**Stated task**
Set down exactly, and only, the lines from the one with "--target wilted white petal" to the final line of the entries, both included.

**Saved entries**
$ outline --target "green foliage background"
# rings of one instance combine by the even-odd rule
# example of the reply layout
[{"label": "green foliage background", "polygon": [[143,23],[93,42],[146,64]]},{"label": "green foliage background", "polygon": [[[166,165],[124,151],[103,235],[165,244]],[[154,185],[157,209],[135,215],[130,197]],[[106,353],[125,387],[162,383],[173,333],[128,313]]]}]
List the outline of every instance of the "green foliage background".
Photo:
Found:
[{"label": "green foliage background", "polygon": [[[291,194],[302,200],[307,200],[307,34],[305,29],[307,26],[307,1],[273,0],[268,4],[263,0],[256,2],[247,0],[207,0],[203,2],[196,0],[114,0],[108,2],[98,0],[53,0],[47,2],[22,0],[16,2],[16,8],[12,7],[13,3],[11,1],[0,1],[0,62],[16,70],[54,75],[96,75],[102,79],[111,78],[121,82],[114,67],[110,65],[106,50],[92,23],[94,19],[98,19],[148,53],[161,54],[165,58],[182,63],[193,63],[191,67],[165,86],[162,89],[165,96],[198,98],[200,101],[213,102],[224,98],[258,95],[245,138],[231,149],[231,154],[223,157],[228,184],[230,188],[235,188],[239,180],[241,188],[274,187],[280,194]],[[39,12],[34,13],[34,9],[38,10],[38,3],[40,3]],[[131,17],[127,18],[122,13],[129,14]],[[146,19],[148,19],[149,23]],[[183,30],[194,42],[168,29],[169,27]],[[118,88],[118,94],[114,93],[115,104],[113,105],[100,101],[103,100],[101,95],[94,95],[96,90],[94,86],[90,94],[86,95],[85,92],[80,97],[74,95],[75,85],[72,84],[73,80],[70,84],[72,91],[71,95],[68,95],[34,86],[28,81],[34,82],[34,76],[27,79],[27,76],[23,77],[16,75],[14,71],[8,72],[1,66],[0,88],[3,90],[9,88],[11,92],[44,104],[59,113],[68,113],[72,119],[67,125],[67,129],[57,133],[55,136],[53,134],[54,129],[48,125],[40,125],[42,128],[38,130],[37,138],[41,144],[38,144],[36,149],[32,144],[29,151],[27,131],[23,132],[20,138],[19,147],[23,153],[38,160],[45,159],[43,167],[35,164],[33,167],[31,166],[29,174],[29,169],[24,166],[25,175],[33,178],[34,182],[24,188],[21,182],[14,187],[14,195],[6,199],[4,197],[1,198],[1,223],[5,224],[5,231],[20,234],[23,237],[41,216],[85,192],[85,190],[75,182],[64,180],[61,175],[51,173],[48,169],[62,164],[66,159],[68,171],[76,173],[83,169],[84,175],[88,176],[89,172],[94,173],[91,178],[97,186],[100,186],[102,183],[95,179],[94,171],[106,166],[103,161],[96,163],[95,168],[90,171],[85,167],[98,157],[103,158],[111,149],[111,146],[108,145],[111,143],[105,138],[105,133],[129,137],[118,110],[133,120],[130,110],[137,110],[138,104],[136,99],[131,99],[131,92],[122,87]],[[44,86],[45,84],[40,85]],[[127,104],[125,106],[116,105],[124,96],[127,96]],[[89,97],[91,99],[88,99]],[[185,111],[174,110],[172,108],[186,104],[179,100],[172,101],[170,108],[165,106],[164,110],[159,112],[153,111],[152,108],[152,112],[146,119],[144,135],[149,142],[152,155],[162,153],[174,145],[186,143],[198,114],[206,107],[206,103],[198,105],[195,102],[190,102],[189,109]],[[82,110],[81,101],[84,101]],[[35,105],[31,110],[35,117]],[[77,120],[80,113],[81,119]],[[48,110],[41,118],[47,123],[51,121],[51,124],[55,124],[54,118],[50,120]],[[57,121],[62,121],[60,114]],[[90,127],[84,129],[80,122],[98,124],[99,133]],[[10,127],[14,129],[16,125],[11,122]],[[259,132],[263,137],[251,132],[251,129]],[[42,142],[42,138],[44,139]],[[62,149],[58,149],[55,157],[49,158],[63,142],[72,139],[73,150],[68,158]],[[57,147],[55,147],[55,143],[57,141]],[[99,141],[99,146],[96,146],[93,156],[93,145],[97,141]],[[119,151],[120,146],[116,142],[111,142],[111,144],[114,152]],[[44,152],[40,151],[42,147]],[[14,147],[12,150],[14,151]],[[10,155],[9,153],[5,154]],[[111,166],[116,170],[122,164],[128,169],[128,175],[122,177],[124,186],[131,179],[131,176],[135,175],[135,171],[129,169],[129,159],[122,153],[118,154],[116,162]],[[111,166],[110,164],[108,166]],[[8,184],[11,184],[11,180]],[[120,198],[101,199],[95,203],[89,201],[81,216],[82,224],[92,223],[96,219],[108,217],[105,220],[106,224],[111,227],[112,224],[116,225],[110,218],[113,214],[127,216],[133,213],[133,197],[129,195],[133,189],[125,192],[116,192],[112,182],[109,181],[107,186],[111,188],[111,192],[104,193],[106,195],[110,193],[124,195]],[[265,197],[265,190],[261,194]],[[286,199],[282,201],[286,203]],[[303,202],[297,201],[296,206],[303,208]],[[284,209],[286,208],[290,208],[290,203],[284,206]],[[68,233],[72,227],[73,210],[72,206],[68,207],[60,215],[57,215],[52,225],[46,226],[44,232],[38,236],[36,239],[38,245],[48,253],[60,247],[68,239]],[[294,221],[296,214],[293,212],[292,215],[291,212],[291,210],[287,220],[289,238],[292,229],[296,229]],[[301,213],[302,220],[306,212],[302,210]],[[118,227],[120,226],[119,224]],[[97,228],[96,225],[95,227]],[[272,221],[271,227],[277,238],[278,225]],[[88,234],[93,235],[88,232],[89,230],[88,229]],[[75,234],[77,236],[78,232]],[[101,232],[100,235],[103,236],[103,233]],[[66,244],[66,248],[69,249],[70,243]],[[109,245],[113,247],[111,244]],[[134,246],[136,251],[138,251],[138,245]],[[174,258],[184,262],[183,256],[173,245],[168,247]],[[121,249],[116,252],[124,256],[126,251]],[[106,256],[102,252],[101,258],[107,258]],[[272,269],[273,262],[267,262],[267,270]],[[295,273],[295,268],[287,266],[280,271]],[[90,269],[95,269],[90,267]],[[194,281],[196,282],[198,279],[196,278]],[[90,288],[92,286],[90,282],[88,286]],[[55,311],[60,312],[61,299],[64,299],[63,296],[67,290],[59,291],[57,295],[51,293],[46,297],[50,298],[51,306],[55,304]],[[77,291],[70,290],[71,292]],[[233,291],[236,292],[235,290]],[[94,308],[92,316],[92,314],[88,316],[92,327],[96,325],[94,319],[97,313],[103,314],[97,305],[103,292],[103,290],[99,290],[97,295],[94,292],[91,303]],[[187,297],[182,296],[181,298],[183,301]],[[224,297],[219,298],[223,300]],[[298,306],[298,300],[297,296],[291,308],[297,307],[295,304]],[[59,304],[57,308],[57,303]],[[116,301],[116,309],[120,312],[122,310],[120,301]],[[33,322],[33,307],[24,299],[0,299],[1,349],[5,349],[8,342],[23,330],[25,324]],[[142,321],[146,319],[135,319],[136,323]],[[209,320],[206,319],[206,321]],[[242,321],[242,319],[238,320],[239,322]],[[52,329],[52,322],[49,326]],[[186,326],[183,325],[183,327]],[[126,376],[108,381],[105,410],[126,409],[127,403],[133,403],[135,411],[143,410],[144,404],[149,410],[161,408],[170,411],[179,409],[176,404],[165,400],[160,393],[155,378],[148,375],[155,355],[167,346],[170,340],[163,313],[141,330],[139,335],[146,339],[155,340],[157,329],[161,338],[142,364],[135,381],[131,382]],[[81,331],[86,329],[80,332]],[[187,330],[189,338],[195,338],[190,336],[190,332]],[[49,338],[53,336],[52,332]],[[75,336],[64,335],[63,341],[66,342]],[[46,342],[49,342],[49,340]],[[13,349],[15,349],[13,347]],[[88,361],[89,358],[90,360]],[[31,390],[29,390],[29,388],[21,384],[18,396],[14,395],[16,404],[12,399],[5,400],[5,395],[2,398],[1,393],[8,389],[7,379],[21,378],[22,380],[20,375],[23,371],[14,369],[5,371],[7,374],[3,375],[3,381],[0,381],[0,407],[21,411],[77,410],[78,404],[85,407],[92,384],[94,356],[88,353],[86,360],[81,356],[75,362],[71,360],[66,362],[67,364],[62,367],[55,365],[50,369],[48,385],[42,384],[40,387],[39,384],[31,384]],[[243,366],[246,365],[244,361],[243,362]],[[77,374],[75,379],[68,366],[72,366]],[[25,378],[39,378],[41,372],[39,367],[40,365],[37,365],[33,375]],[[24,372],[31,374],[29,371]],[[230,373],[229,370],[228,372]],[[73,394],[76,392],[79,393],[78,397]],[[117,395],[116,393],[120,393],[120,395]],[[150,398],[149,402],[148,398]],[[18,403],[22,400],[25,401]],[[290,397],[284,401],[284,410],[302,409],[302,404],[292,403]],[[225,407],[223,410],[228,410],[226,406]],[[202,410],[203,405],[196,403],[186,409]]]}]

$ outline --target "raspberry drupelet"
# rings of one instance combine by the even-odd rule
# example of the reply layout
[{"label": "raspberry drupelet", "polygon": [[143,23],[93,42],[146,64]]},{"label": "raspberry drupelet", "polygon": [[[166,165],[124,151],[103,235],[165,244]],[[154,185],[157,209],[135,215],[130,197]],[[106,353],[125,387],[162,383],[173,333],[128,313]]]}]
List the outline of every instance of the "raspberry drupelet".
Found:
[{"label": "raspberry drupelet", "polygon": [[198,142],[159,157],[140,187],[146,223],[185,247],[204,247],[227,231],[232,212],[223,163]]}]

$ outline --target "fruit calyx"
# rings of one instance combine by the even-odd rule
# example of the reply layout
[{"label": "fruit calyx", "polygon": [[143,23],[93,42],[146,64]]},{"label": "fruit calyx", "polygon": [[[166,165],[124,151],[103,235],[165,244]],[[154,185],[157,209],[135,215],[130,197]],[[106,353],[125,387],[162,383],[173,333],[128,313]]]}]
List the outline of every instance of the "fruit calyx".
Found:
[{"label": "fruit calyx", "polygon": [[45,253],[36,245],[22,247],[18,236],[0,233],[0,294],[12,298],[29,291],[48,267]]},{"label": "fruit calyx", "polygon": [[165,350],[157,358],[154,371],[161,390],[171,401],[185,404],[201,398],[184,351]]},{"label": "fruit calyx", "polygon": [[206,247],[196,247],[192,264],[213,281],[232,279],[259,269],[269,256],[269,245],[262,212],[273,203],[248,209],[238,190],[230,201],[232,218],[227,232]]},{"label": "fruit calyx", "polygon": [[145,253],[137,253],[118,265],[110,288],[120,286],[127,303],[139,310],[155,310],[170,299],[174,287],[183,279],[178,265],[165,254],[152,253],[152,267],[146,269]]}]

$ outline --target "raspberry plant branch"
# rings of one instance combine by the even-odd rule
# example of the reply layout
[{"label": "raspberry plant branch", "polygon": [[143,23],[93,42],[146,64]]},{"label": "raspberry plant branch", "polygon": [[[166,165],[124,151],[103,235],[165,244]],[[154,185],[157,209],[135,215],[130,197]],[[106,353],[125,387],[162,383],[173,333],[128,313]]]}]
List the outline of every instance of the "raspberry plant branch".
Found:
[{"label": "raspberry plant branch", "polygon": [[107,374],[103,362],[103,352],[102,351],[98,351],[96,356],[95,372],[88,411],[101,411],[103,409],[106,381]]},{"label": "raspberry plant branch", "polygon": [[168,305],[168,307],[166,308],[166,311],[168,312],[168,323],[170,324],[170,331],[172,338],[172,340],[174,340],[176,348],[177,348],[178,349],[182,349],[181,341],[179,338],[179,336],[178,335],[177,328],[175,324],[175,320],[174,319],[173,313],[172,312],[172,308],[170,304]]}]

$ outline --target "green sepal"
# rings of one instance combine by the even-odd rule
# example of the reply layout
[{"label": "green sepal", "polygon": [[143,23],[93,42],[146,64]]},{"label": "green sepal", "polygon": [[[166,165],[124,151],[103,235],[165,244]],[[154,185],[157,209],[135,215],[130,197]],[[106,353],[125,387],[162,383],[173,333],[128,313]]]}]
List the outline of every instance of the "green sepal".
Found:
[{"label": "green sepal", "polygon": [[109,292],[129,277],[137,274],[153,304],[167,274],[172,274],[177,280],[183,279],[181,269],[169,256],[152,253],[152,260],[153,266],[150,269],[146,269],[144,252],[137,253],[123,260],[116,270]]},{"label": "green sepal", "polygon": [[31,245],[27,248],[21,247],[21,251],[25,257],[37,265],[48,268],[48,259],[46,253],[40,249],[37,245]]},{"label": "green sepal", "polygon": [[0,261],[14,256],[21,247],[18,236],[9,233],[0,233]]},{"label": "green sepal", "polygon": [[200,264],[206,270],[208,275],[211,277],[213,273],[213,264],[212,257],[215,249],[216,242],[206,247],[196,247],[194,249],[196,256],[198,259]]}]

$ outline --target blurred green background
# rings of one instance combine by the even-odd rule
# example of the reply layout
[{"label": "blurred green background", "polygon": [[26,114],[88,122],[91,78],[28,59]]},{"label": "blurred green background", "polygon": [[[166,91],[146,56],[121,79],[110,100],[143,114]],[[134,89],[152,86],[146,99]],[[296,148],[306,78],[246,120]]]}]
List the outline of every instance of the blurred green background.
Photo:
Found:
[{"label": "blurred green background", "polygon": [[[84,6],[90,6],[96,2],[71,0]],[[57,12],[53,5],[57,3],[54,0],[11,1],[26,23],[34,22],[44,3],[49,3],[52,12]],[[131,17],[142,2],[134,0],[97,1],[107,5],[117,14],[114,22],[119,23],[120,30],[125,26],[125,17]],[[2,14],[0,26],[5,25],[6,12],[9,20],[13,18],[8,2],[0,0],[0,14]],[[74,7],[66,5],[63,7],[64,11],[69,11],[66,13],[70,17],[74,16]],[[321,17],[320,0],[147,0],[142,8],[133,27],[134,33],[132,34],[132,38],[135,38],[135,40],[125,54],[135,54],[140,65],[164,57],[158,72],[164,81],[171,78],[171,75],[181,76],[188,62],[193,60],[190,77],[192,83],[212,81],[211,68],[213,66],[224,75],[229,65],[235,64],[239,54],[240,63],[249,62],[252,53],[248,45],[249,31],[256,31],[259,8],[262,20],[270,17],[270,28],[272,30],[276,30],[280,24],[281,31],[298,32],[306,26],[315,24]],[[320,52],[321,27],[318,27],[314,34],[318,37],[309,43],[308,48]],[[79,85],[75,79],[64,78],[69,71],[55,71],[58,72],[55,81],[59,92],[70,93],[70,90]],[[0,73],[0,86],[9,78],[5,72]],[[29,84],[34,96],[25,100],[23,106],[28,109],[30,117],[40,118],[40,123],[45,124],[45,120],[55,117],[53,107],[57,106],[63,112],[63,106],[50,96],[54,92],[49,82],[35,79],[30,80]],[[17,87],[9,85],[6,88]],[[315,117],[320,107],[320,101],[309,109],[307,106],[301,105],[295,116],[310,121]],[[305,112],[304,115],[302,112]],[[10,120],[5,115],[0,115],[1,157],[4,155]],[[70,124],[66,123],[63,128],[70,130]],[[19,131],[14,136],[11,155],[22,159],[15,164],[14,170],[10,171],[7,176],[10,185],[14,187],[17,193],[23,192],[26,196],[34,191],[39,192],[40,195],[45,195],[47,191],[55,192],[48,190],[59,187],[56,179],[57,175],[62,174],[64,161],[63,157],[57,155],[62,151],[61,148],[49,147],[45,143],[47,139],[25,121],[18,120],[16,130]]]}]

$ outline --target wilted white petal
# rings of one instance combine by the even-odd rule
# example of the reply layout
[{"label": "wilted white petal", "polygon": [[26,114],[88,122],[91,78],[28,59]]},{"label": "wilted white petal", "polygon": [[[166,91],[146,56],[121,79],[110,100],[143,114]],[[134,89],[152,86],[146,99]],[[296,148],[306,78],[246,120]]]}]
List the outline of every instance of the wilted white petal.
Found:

**Correct answer**
$ outline --target wilted white petal
# rings of one instance combine by the even-odd rule
# example of the reply layout
[{"label": "wilted white petal", "polygon": [[26,114],[88,122],[91,78],[28,59]]},{"label": "wilted white petal", "polygon": [[[166,91],[146,56],[121,79],[110,100],[143,114]],[[134,89],[152,86],[146,99]],[[296,148],[306,78],[246,120]]]}]
List the outline of every instance of the wilted white petal.
Found:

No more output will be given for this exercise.